**PROBLEM TO WORK ON:**
Quote the listing below in its entirety.

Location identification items
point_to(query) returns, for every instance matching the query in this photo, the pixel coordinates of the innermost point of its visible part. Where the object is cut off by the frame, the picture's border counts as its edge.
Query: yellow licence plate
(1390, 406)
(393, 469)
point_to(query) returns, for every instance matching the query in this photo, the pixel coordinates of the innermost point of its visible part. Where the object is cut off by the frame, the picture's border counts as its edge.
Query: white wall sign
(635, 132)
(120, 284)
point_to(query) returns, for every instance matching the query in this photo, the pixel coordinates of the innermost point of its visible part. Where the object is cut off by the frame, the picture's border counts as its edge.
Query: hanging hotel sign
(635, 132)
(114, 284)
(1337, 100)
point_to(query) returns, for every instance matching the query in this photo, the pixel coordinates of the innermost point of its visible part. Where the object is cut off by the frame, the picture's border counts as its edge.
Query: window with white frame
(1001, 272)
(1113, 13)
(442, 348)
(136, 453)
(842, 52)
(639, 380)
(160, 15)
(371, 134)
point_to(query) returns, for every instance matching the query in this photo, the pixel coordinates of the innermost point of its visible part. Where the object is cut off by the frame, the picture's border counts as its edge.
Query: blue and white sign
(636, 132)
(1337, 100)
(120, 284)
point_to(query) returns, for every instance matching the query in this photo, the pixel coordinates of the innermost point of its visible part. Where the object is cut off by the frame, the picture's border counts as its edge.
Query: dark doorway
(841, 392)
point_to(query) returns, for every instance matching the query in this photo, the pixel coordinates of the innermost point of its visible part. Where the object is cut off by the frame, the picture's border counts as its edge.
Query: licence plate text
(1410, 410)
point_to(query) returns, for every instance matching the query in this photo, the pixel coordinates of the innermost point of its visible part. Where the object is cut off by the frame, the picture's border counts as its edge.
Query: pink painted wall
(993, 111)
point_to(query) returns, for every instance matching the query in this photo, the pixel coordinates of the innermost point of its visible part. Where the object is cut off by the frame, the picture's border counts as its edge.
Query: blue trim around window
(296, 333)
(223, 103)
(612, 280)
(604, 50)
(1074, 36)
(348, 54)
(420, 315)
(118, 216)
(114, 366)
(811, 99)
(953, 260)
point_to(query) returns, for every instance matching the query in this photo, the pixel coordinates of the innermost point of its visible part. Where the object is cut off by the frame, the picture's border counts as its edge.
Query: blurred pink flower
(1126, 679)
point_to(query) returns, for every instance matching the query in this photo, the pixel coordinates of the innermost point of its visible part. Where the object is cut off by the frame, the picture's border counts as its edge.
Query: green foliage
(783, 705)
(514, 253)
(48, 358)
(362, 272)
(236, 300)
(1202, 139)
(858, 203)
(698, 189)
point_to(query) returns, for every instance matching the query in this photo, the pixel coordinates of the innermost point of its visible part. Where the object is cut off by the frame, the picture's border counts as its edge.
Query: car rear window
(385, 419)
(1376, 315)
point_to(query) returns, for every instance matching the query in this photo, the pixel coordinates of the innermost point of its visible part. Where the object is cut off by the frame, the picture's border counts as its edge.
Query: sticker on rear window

**TASK SOLUTION:**
point_to(query) returns, for every instance matching the query in this photo, the pixel coordinates of the innermost point of its visible part. Where the object is cut off by the frame, the picture's border counts as its edge.
Query: yellow licence plate
(1390, 406)
(393, 469)
point_to(query) returns, for every instance matching the query in this photo, the pixel coordinates of the innermost point of its visible part. Where the object is cut off by the frame, the picture's border counts as its edge.
Query: white wall sign
(635, 132)
(120, 284)
point_to(query) returns, for every instance matching the query in this photo, the pixel coordinates of the innermost point of its visible part. Where the object is cut off by the frame, the picture's border counts as its edge.
Query: hanging hotel sign
(635, 132)
(114, 284)
(1337, 100)
point_to(query) returns, for every instance matching the query in this photo, the pixel coordinates of the innermost point of its visible part. Where the object is cut off by the frame, the picture's border counts as its edge.
Query: window with white frame
(1001, 272)
(1113, 13)
(442, 348)
(136, 453)
(842, 52)
(639, 380)
(160, 15)
(371, 134)
point_to(query) returns, for every instance matching the query in this photo, the pixel coordinates of the innermost point of its visible part. Where the object is cut off by the frame, the picture's border counts as its edge.
Query: blue and white sign
(636, 132)
(1337, 100)
(120, 284)
point_to(query) returns, for every instance matching the query in this photo, the pixel coordinates of the innermost point of its visible part. Where the object is cut off by the frame, the picture's border counts as its edge.
Query: dark doorway
(841, 392)
point_to(query) returns, for every instance matching the query in this photo, the pixel coordinates of the innermost point of its visible part. Where the object is cut off by the frame, the picture's border counts as its edge.
Query: licence plate text
(1410, 410)
point_to(query) returns, for every instance matching the query in this photo, the pixel coordinates of the innermost point of its visible part. Where the object is cut off by the frame, the picture's border counts as its edge.
Query: pink painted wall
(993, 111)
point_to(query) returns, for every instance matching the query in this photo, the pixel coordinates of the innermost point of its visible part. Where the object is cut off by the frame, the picture's border counts as its edge.
Query: blue trim around window
(296, 333)
(223, 103)
(612, 280)
(604, 50)
(1074, 36)
(348, 54)
(420, 315)
(118, 216)
(114, 366)
(811, 99)
(953, 260)
point_to(query) returns, for every instance matching the query in this photo, the pixel coordinates of the innermost point of its visible part. Where the object is cut off by the frame, the picture's border counts as its edge.
Query: blurred pink flower
(1126, 679)
point_to(query) returns, for every instance matching the query in this photo, the pixel coordinates of the innermost point of its visible part. Where the object is cut off by the frame, the picture's border counts as its edge.
Query: green foliage
(783, 705)
(514, 253)
(48, 358)
(362, 272)
(236, 300)
(1202, 139)
(858, 203)
(698, 189)
point_to(query) returns, for every instance matching the query in this photo, the pixel coordinates of the innermost point of its visible part. Where the object is cut off by the frame, the picture's border counts as its edge.
Query: car rear window
(385, 419)
(1376, 315)
point_to(query) returns, for every instance matching the query in this photo, the pixel coordinates of the innermost point of its visible part. Where the object is cut off by the frame, the picture's border counts as its edge.
Query: sticker on rear window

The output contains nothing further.